## Your instructions
Reproduce every one of the rows below verbatim, omitting the pictures.

━━━━━ Provided material

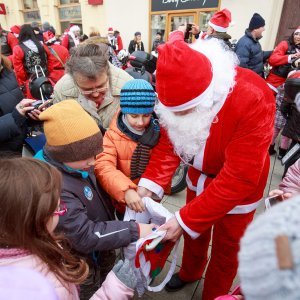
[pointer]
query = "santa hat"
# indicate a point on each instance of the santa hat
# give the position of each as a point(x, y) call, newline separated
point(15, 29)
point(184, 75)
point(49, 37)
point(220, 20)
point(74, 28)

━━━━━━━━━━

## Solution below
[pointer]
query = "santa hat"
# indicate a point on each instance of the santa hat
# give the position of each as a point(x, y) call, newline separated
point(15, 29)
point(184, 75)
point(49, 37)
point(220, 20)
point(74, 28)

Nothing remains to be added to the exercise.